* Task details *
Please give back only the lines below from the one containing "One point belongs to every instance of the black metal" to the one containing "One point belongs to every instance of the blue", each repeated word for word, both ends included.

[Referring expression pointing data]

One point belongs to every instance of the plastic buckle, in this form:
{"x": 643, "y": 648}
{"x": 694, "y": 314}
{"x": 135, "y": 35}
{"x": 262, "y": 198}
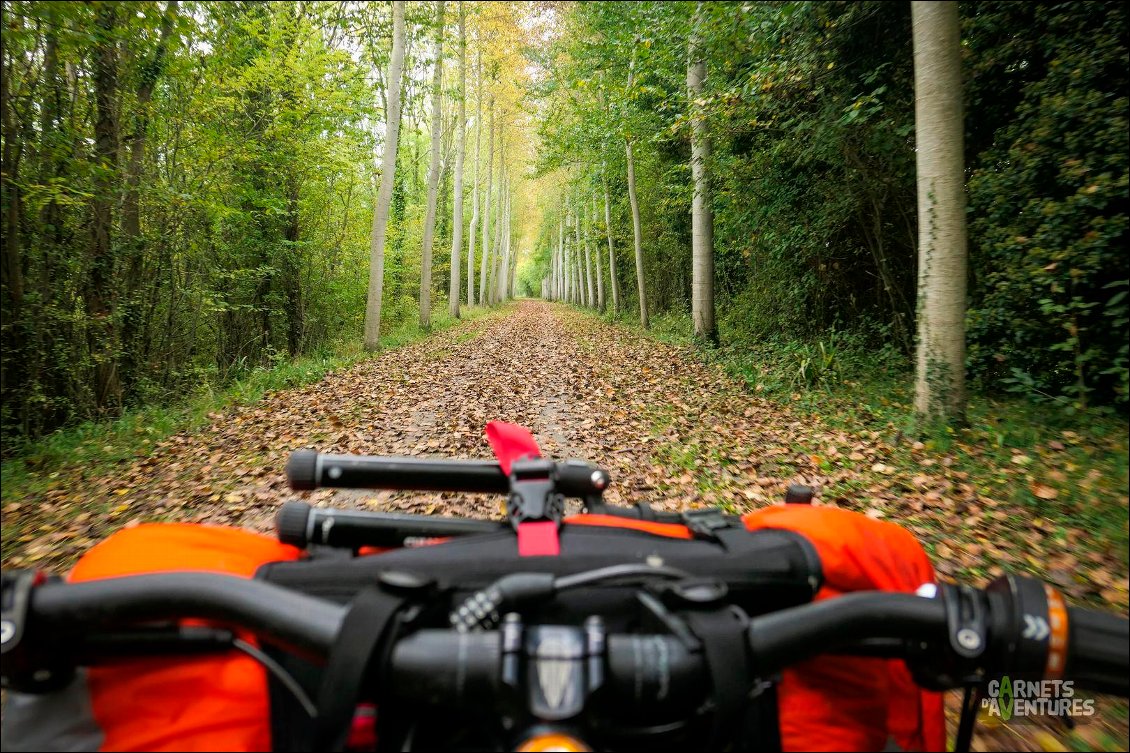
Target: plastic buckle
{"x": 533, "y": 493}
{"x": 705, "y": 524}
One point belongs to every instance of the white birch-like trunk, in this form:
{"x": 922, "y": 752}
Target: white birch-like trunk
{"x": 636, "y": 230}
{"x": 596, "y": 257}
{"x": 702, "y": 213}
{"x": 486, "y": 205}
{"x": 637, "y": 234}
{"x": 939, "y": 391}
{"x": 611, "y": 249}
{"x": 583, "y": 248}
{"x": 457, "y": 232}
{"x": 561, "y": 256}
{"x": 496, "y": 245}
{"x": 384, "y": 192}
{"x": 475, "y": 190}
{"x": 433, "y": 175}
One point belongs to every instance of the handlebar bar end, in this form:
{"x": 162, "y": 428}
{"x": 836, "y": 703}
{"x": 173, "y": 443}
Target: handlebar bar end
{"x": 302, "y": 470}
{"x": 292, "y": 524}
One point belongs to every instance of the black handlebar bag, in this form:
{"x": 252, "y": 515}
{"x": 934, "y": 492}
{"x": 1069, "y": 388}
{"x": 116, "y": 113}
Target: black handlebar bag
{"x": 763, "y": 571}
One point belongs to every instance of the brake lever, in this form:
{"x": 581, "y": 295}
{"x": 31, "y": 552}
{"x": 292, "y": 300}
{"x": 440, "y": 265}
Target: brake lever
{"x": 20, "y": 667}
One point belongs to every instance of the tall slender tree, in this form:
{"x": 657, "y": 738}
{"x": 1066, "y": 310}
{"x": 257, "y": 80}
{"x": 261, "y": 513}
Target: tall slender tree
{"x": 939, "y": 392}
{"x": 702, "y": 213}
{"x": 614, "y": 280}
{"x": 457, "y": 233}
{"x": 388, "y": 172}
{"x": 486, "y": 205}
{"x": 636, "y": 228}
{"x": 589, "y": 239}
{"x": 433, "y": 173}
{"x": 475, "y": 190}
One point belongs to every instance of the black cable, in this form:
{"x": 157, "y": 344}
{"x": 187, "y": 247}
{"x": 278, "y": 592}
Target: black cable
{"x": 280, "y": 674}
{"x": 617, "y": 571}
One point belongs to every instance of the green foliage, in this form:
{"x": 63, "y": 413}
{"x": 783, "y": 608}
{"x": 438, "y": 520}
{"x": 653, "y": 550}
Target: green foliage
{"x": 252, "y": 171}
{"x": 1050, "y": 214}
{"x": 810, "y": 106}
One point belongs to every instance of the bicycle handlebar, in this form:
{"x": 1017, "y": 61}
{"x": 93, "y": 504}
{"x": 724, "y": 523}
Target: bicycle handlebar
{"x": 1097, "y": 654}
{"x": 307, "y": 469}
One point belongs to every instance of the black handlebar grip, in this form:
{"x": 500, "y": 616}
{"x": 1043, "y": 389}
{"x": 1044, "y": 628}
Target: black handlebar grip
{"x": 292, "y": 522}
{"x": 302, "y": 470}
{"x": 1098, "y": 651}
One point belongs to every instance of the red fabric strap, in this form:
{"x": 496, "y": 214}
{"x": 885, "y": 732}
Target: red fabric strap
{"x": 511, "y": 442}
{"x": 538, "y": 539}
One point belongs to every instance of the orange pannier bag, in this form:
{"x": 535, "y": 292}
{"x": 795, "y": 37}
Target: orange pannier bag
{"x": 211, "y": 703}
{"x": 852, "y": 703}
{"x": 220, "y": 703}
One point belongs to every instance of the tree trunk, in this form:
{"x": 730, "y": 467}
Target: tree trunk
{"x": 939, "y": 391}
{"x": 388, "y": 173}
{"x": 496, "y": 248}
{"x": 596, "y": 256}
{"x": 561, "y": 256}
{"x": 457, "y": 241}
{"x": 475, "y": 189}
{"x": 103, "y": 330}
{"x": 611, "y": 249}
{"x": 636, "y": 230}
{"x": 702, "y": 213}
{"x": 11, "y": 271}
{"x": 590, "y": 294}
{"x": 292, "y": 273}
{"x": 637, "y": 234}
{"x": 131, "y": 202}
{"x": 433, "y": 174}
{"x": 486, "y": 205}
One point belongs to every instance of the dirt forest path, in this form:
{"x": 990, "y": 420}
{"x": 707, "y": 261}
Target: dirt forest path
{"x": 672, "y": 431}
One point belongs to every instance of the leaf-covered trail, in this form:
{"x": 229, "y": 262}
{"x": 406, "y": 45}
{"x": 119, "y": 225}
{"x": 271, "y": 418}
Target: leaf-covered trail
{"x": 672, "y": 431}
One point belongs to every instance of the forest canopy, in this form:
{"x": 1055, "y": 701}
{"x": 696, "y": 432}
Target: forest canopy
{"x": 189, "y": 188}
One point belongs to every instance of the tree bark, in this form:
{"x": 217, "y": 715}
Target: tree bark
{"x": 496, "y": 248}
{"x": 636, "y": 230}
{"x": 596, "y": 256}
{"x": 702, "y": 213}
{"x": 486, "y": 205}
{"x": 475, "y": 189}
{"x": 583, "y": 248}
{"x": 457, "y": 241}
{"x": 103, "y": 330}
{"x": 939, "y": 391}
{"x": 433, "y": 174}
{"x": 384, "y": 192}
{"x": 614, "y": 279}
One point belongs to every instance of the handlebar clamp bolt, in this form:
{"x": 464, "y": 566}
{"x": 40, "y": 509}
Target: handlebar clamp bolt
{"x": 968, "y": 639}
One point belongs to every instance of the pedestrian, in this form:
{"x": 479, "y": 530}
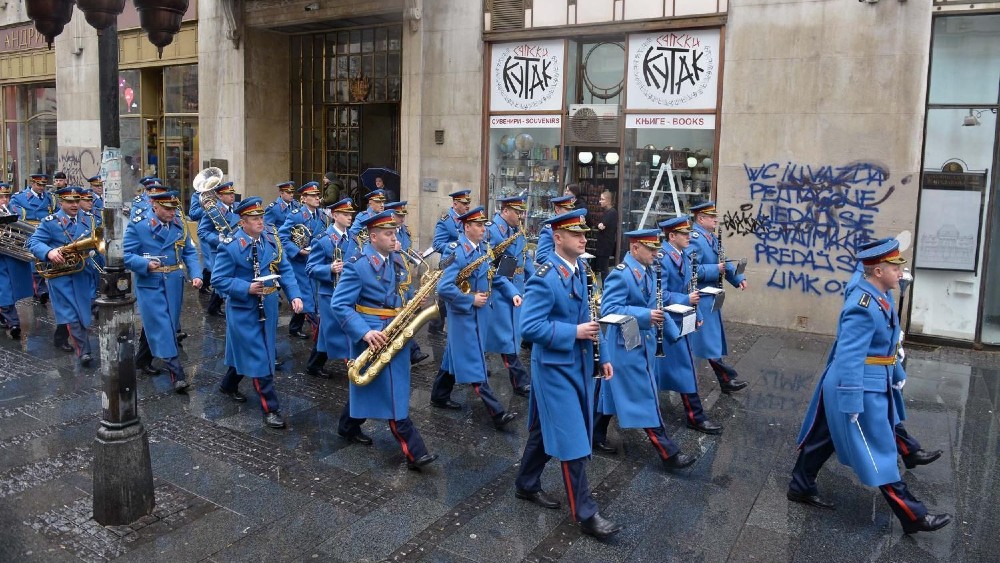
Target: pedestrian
{"x": 252, "y": 306}
{"x": 852, "y": 412}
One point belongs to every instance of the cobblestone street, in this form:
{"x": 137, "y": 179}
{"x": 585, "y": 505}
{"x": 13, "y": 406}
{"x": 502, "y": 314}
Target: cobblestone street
{"x": 228, "y": 489}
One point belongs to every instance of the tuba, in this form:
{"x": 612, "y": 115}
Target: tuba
{"x": 366, "y": 367}
{"x": 75, "y": 253}
{"x": 204, "y": 183}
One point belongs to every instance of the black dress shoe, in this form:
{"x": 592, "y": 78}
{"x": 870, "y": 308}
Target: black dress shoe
{"x": 449, "y": 404}
{"x": 359, "y": 438}
{"x": 806, "y": 498}
{"x": 604, "y": 448}
{"x": 234, "y": 395}
{"x": 679, "y": 461}
{"x": 928, "y": 523}
{"x": 421, "y": 461}
{"x": 733, "y": 385}
{"x": 502, "y": 420}
{"x": 706, "y": 427}
{"x": 599, "y": 527}
{"x": 539, "y": 497}
{"x": 921, "y": 457}
{"x": 274, "y": 420}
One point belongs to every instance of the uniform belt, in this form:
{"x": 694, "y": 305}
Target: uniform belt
{"x": 377, "y": 311}
{"x": 880, "y": 361}
{"x": 168, "y": 269}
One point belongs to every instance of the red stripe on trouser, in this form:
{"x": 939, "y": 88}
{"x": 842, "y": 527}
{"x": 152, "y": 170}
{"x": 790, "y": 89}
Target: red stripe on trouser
{"x": 569, "y": 490}
{"x": 902, "y": 446}
{"x": 263, "y": 402}
{"x": 656, "y": 443}
{"x": 688, "y": 409}
{"x": 402, "y": 442}
{"x": 892, "y": 495}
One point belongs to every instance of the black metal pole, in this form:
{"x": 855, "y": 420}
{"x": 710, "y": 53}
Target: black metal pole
{"x": 123, "y": 476}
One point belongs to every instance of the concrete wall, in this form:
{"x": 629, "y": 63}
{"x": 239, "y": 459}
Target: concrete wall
{"x": 821, "y": 129}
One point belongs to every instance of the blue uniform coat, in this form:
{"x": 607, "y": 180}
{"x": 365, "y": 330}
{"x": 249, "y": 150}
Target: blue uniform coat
{"x": 632, "y": 393}
{"x": 331, "y": 339}
{"x": 250, "y": 343}
{"x": 868, "y": 326}
{"x": 71, "y": 294}
{"x": 710, "y": 340}
{"x": 562, "y": 368}
{"x": 316, "y": 222}
{"x": 160, "y": 295}
{"x": 465, "y": 350}
{"x": 502, "y": 335}
{"x": 675, "y": 372}
{"x": 370, "y": 281}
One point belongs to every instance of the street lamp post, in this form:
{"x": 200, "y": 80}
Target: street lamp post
{"x": 123, "y": 476}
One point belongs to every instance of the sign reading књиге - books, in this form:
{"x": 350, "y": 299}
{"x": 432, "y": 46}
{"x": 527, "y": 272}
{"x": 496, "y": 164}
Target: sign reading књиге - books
{"x": 674, "y": 69}
{"x": 527, "y": 76}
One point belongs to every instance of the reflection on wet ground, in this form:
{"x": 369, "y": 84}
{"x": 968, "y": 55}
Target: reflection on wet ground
{"x": 229, "y": 489}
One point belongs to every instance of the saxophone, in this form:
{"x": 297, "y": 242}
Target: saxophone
{"x": 366, "y": 367}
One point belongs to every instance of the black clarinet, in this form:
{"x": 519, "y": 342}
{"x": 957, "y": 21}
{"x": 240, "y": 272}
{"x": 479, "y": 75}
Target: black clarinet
{"x": 256, "y": 274}
{"x": 657, "y": 271}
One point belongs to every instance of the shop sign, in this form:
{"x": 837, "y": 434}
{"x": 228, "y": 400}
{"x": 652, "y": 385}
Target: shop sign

* Task solution *
One point belongs to every instance of the black metal pole, in this form:
{"x": 855, "y": 420}
{"x": 710, "y": 53}
Target: black metal pole
{"x": 123, "y": 476}
One point belongs to every instance of the concrete wall, in this form:
{"x": 629, "y": 63}
{"x": 239, "y": 459}
Target: concrete wall
{"x": 821, "y": 129}
One point belongs to every instance of the blue uniform coat, in this form:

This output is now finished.